_LIST OF TASKS_
A. Determine whether each statement below agrees with the NJ snow thread, answering yes or no and quoting the deciding words of the thread: (i) the opening post places the possible storm on Tuesday; (ii) Mow It All reports that the last expected snowfall turned into 12 hours of rain; (iii) Nitro1253 states that no weather statement has yet been issued for NJ.
B. According to soulrider1979 in the NJ snow thread below, when did the cold finally come?
C. Repeat the passage of the NJ snow thread below from "## ThisIsMe (Oct" up to and including "12hrs of rain..........", precisely as it appears.

_SELECTED EXCERPT_
****************

# Snow for NJ?



## kemmer (Dec 5, 2003)

What do you guys think for the possible storm tuesday? they say it may go north, either way its gonna produce snow


----------



## ThisIsMe (Oct 31, 2006)

I thought winter was canceled this year?


----------



## Mow It All (Jul 13, 2006)

what is all this crazy talk.....WINTER??  We should get a few " in nj, but i aint loading my pliow this time till it starts falling. Last time we were supposed to get it I loaded the plow, the salt, the blowers, and we got 12hrs of rain..........


----------



## Nitro1253 (Nov 23, 2006)

There is already a special weather statement issued for NJ


----------



## soulrider1979 (Nov 20, 2006)

I never exactly wrote winter off, infact when the cold finally came mid-january, I knew it was a matter of time. Better late then never, right? Now if I could ony find my truck keys?


----------



## snowhappy (Feb 2, 2007)

****************

_ITEMS_
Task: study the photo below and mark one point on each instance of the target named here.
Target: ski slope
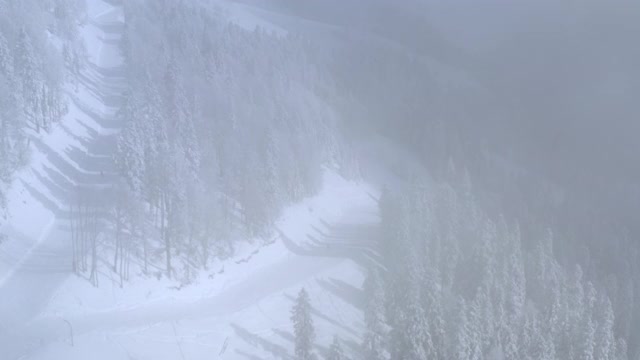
(237, 310)
(74, 158)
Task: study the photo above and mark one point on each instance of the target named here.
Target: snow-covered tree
(304, 332)
(335, 350)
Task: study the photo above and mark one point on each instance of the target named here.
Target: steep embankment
(74, 158)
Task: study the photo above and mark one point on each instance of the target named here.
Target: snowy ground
(241, 313)
(75, 157)
(237, 310)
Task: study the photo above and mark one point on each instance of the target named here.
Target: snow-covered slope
(238, 309)
(241, 308)
(74, 158)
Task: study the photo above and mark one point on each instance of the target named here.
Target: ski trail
(74, 157)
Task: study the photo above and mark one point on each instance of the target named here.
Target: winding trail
(74, 158)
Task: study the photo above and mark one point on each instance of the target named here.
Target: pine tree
(335, 351)
(303, 327)
(374, 338)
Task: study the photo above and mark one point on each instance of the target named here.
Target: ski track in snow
(322, 245)
(75, 154)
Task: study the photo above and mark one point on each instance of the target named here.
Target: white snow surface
(239, 309)
(241, 312)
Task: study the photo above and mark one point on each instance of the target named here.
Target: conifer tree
(304, 332)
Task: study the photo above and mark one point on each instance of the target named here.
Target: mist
(319, 179)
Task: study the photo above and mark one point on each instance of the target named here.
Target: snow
(237, 309)
(75, 153)
(247, 306)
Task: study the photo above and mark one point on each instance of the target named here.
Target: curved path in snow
(75, 157)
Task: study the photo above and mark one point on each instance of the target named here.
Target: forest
(498, 231)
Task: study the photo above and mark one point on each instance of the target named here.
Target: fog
(319, 179)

****************

_SOLUTIONS_
A.
(i) Yes: "What do you guys think for the possible storm tuesday?"
(ii) Yes: "we got 12hrs of rain"
(iii) No: "There is already a special weather statement issued for NJ"

B. Mid-January.

C.
## ThisIsMe (Oct 31, 2006)

I thought winter was canceled this year?


----------



## Mow It All (Jul 13, 2006)

what is all this crazy talk.....WINTER??  We should get a few " in nj, but i aint loading my pliow this time till it starts falling. Last time we were supposed to get it I loaded the plow, the salt, the blowers, and we got 12hrs of rain..........